**Your assignment:** When you transcribe the data below, reproduce every line exactly and leave each picture out.

**Data extracts:**
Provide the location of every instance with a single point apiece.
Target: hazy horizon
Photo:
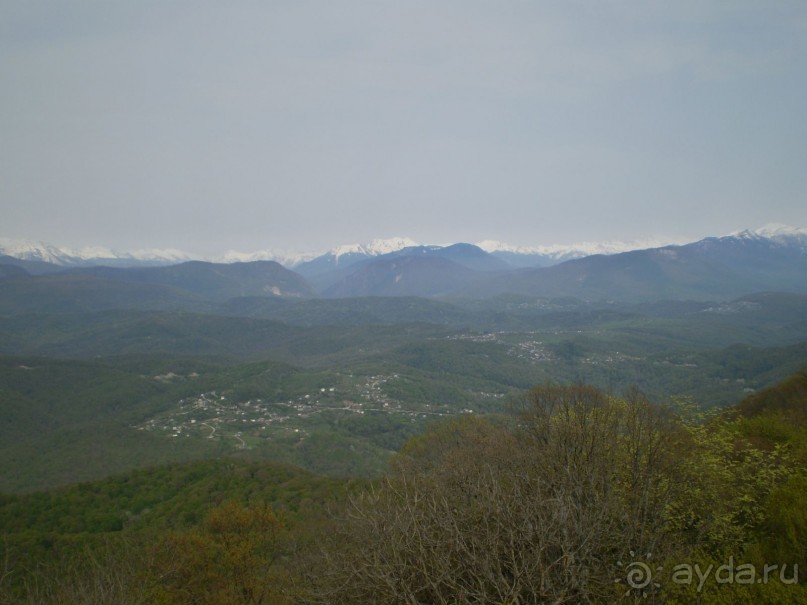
(301, 126)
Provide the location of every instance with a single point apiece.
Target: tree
(535, 511)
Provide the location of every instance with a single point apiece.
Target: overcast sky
(299, 125)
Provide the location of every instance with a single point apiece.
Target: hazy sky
(297, 124)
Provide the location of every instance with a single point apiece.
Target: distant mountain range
(338, 257)
(717, 268)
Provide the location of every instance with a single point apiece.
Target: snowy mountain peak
(561, 251)
(375, 247)
(776, 232)
(41, 251)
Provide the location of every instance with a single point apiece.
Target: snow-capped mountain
(776, 232)
(544, 256)
(287, 259)
(376, 247)
(87, 256)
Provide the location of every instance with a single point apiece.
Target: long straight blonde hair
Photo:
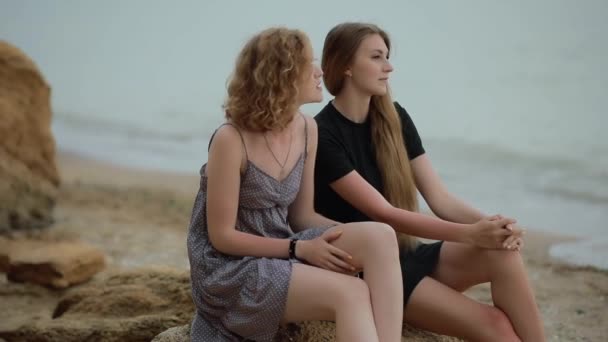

**Task answer:**
Provide the location of every instance with a single point apiece.
Target: hazy horizon
Photo:
(301, 126)
Provide the location of every instance with a single point apiece.
Target: tree
(535, 511)
Provide the location of every instance with a single point apiece.
Target: overcast sky
(299, 125)
Provide the location of every instance with a single point apiece.
Target: hazy sky
(297, 124)
Provide the location of every instance with a single point apiece.
Target: distant mountain range
(338, 257)
(717, 268)
Provide the location of every instance with a single point apiece.
Target: snowy mountain peak
(561, 251)
(375, 247)
(776, 232)
(41, 251)
Provide the location of every instance with a single point apiece.
Target: snow-capped mountain
(776, 232)
(544, 256)
(287, 259)
(376, 247)
(87, 256)
Provide the location of every instance with a single point apiece.
Target: long straight blonde hair
Photo:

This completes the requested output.